→ **TAREFA PROPOSTA**:
Responda com base na entrevista:
1. Quantas instâncias recursais o Brasil tem, segundo o entrevistado?
2. Em que ele propõe transformar os recursos especiais e extraordinários?
3. Quais países europeus são citados como tendo estatísticas sobre a demora dos processos?

→ **ENTREVISTA**:
● ● ● ● ●
Se o senhor tivesse que tomar duas decisões para melhorar a Justiça, quais seriam?

Não existe uma coisa só que se resolvida solucionaria todo o problema do Judiciário. Há vários pontos de estrangulamento. A celeridade é importante, mas não a levo às últimas consequências como a coisa mais importante.

Por quê?

Primeiro porque o problema do retardamento dos processos não é uma coisa tipicamente brasileira. Nós temos estatísticas da Europa, particularmente Portugal, Espanha, Itália, e também nos países anglo-saxões. A Justiça tem certa ritualidade que implica tempo. O que não pode haver são esses casos absurdos de processos que passam de gerações. Mas isso envolve outro problema que é objeto de grande preocupação nossa e queremos celebrar um novo pacto republicano para resolver isso.

Que problema?

É o problema dos graus de instâncias recursais. O Brasil é o único País do mundo que tem na verdade quatro instâncias recursais. O Supremo funciona como quarta instância. Acho que precisamos acabar com isso.

Como?

Uma proposta que já fiz, inclusive para o próximo ministro da Justiça, é transformar os recursos especiais (recursos para o STJ) e extraordinários (recursos para o STF) em medidas rescisórias. A decisão transita em julgado e o sujeito entra com recurso que será examinado como ação rescisória (serviria para posteriormente anular a decisão). Se tirássemos o caráter recursal, que suspende a eficácia da decisão e leva toda a matéria para ser discutida nos tribunais superiores, os tribunais decidiriam e o processo estaria transitado em julgado. A admissibilidade do recurso especial e extraordinário não impediria o trânsito em julgado.

Qual é a consequência disso?

Isso acabaria, se você pensar, com o problema da ficha limpa. Não precisaria ficar discutindo se a lei ofende ou não ofende o princípio da inocência (de que ninguém é considerado culpado até o trânsito em julgado do processo). Isso acaba com o uso dos tribunais superiores (STJ e STF) como fator de dilação (de demora) do processo. Enquanto o processo não transita em julgado, ninguém faz nada e o tempo vai passando. O Supremo não consegue julgar isso rapidamente. E mais: isso valoriza os tribunais locais. O que eles decidirem, está decidido. Acaba com o assunto. Quem tiver razão, tenta rescindir a decisão.

Precisaria de um filtro para essas ações rescisórias?

Pode manter a repercussão geral. Alguns recursos não seriam admitidos. Mas não precisaria de um filtro adicional. O filtro estaria no próprio mecanismo de julgamento. Teremos causas que serão liquidadas pelos tribunais locais. Isso seria sensível para a população.

O sr. vai encampar essa proposta?

Eu vou propor isso. Ainda vou deixar isso amadurecer na cabeça dos outros. Na minha, isso já está muito assentado.

Por que precisa pensar mais?
● ● ● ● ●
→ **DADOS EXIBIDOS**:
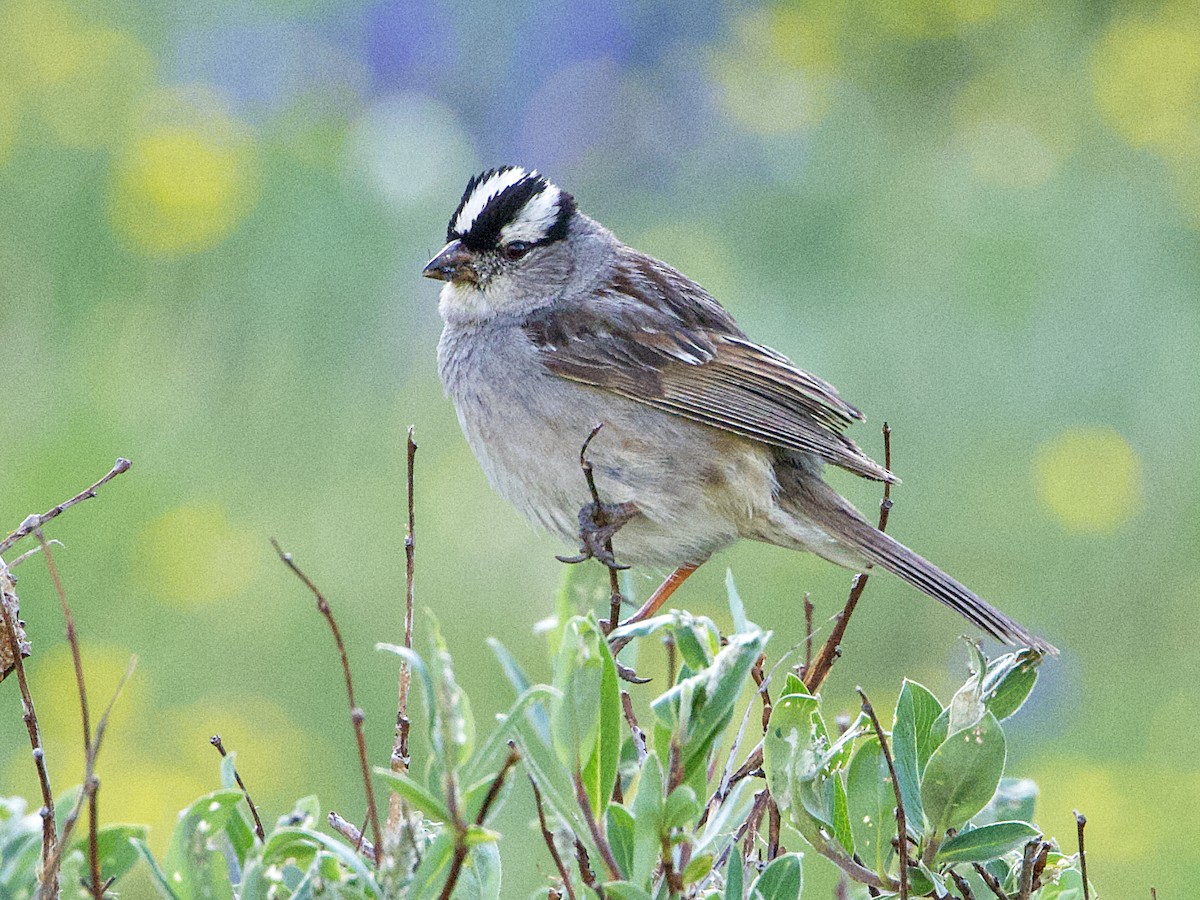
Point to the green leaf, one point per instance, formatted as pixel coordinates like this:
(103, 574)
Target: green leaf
(724, 822)
(415, 795)
(1009, 681)
(715, 691)
(871, 803)
(1013, 802)
(697, 868)
(737, 609)
(433, 868)
(963, 774)
(987, 843)
(621, 835)
(841, 829)
(516, 676)
(624, 891)
(648, 805)
(681, 809)
(735, 876)
(912, 744)
(156, 874)
(117, 852)
(579, 675)
(195, 864)
(303, 845)
(783, 880)
(489, 755)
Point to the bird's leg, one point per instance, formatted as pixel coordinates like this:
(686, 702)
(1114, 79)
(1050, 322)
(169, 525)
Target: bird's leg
(655, 600)
(598, 523)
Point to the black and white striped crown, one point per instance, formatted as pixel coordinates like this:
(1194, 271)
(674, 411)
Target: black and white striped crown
(510, 204)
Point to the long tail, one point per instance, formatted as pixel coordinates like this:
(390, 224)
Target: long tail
(821, 505)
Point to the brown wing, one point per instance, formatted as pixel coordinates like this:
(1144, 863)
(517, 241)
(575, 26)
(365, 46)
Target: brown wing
(659, 339)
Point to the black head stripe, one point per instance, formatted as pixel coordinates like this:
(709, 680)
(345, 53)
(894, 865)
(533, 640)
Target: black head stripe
(484, 231)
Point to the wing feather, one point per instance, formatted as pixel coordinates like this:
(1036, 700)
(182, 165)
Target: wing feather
(659, 339)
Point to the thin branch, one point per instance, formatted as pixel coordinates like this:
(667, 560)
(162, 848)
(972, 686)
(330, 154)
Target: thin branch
(901, 825)
(963, 886)
(639, 736)
(90, 783)
(84, 711)
(991, 882)
(258, 823)
(816, 675)
(547, 835)
(357, 714)
(400, 755)
(808, 630)
(35, 522)
(1080, 822)
(601, 843)
(461, 849)
(354, 835)
(49, 880)
(1029, 859)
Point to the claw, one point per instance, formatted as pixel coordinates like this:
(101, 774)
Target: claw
(598, 525)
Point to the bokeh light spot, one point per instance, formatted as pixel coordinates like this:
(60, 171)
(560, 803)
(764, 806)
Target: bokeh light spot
(783, 91)
(181, 185)
(90, 107)
(1089, 479)
(192, 555)
(1146, 77)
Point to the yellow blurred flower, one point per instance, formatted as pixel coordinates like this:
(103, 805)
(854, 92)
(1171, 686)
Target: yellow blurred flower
(934, 18)
(193, 555)
(1089, 479)
(778, 75)
(1146, 76)
(185, 179)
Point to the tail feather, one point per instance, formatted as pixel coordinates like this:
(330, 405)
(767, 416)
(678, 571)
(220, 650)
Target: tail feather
(825, 508)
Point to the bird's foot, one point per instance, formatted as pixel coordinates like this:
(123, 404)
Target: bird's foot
(598, 525)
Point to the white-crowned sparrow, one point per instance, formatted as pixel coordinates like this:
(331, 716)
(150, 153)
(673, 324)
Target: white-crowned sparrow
(552, 325)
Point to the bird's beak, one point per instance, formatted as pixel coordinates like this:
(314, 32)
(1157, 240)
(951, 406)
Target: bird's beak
(451, 264)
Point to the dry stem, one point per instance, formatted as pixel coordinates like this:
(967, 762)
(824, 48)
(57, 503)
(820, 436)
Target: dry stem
(816, 675)
(258, 823)
(357, 714)
(400, 755)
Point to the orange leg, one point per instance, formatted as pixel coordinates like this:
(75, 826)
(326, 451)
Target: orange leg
(659, 597)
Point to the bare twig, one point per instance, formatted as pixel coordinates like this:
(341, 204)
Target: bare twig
(354, 835)
(808, 630)
(35, 522)
(991, 882)
(357, 714)
(400, 755)
(49, 881)
(963, 886)
(461, 849)
(84, 713)
(639, 736)
(773, 826)
(901, 826)
(258, 823)
(1029, 859)
(601, 843)
(547, 835)
(90, 784)
(819, 671)
(1080, 822)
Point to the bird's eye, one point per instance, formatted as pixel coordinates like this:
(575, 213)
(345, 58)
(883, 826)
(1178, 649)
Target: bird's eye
(516, 250)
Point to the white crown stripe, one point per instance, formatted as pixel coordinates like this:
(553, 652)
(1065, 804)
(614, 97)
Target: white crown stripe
(535, 219)
(485, 193)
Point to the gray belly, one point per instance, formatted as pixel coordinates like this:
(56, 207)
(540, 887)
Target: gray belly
(697, 489)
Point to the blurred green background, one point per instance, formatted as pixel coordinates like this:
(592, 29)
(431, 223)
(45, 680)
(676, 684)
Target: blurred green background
(977, 217)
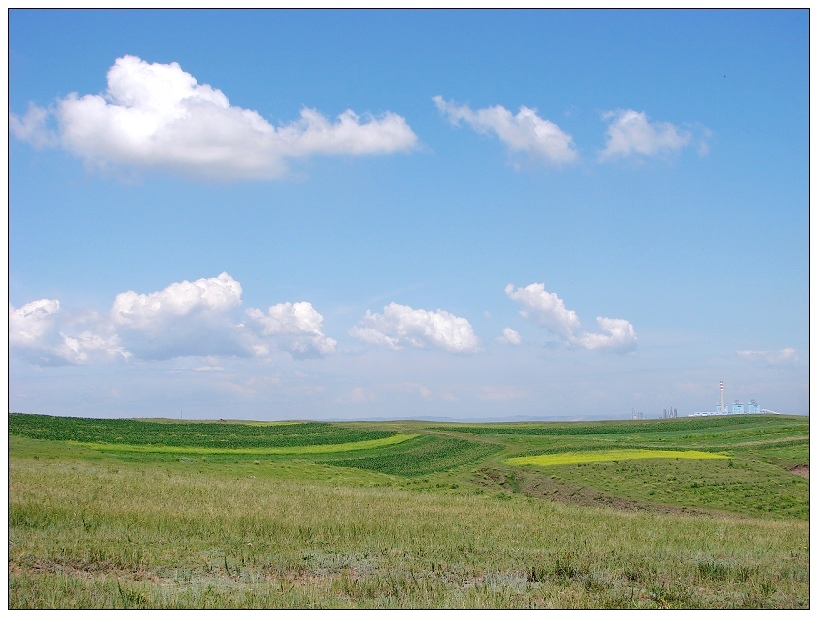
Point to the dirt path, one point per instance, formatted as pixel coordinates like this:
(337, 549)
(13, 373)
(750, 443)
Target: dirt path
(801, 470)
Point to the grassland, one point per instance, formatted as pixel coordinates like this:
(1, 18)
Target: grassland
(137, 513)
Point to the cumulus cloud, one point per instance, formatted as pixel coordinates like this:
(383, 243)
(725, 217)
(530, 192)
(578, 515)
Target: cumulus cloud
(399, 326)
(187, 318)
(510, 336)
(150, 311)
(524, 132)
(630, 133)
(157, 116)
(37, 332)
(296, 326)
(548, 310)
(787, 356)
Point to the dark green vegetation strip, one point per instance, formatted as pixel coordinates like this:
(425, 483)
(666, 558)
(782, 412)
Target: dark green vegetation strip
(213, 435)
(425, 455)
(753, 423)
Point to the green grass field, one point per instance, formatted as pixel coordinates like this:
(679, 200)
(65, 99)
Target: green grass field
(679, 513)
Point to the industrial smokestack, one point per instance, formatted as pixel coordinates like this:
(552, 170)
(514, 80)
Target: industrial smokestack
(721, 389)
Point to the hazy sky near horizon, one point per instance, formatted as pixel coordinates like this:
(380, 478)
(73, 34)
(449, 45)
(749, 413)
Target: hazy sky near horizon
(393, 214)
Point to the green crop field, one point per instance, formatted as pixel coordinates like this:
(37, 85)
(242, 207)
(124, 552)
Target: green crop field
(678, 513)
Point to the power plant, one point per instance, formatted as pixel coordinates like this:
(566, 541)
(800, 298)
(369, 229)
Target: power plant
(737, 408)
(722, 409)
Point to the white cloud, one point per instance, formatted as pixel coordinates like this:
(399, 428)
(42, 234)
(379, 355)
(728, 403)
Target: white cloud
(631, 133)
(787, 356)
(400, 325)
(36, 333)
(548, 310)
(296, 326)
(524, 132)
(156, 116)
(185, 319)
(545, 308)
(151, 311)
(619, 336)
(510, 336)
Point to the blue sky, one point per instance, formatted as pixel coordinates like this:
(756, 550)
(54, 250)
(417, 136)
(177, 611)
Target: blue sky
(387, 214)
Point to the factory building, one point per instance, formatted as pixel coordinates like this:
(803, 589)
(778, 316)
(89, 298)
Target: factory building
(737, 408)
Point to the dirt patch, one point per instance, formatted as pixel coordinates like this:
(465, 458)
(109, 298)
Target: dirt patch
(801, 470)
(537, 485)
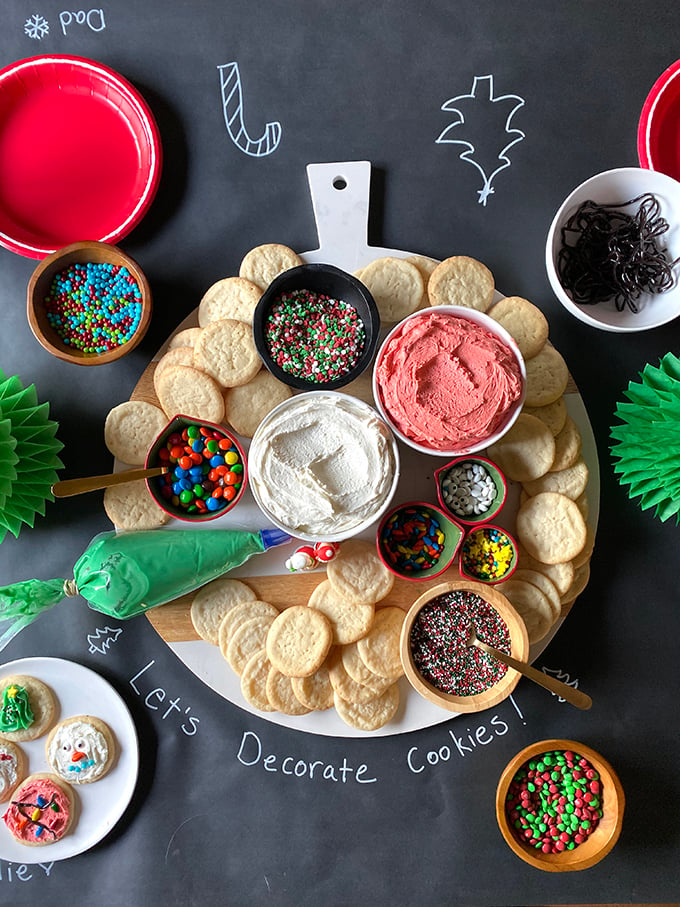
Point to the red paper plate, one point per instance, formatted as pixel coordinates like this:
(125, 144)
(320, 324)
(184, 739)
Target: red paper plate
(659, 126)
(80, 154)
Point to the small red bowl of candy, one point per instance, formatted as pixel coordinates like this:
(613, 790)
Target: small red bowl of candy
(418, 541)
(488, 554)
(207, 472)
(579, 793)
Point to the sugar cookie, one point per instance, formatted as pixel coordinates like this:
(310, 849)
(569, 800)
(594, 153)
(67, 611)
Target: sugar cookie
(247, 639)
(239, 614)
(547, 377)
(379, 649)
(131, 506)
(531, 605)
(551, 528)
(461, 280)
(553, 414)
(263, 263)
(254, 682)
(131, 428)
(246, 405)
(226, 351)
(524, 321)
(314, 691)
(568, 445)
(358, 574)
(281, 694)
(396, 286)
(212, 602)
(299, 640)
(232, 297)
(526, 451)
(371, 715)
(184, 390)
(349, 620)
(27, 708)
(12, 768)
(571, 481)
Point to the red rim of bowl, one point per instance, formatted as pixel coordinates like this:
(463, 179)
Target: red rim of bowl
(182, 421)
(426, 575)
(664, 91)
(477, 579)
(483, 518)
(140, 121)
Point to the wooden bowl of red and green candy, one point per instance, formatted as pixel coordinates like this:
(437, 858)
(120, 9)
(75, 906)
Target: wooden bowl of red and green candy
(559, 805)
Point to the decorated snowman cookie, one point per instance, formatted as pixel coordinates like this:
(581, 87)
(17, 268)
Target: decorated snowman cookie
(81, 749)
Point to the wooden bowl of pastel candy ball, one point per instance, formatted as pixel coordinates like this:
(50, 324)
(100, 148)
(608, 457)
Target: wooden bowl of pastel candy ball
(488, 554)
(559, 805)
(89, 303)
(207, 471)
(471, 489)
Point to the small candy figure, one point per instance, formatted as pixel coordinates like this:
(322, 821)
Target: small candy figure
(326, 551)
(301, 559)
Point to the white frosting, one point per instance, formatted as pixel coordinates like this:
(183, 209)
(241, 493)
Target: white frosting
(8, 771)
(322, 464)
(78, 752)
● ● ● ● ●
→ **RESPOSTA COMPLETA**:
1. Quatro instâncias recursais.
2. Em medidas rescisórias.
3. Portugal, Espanha e Itália.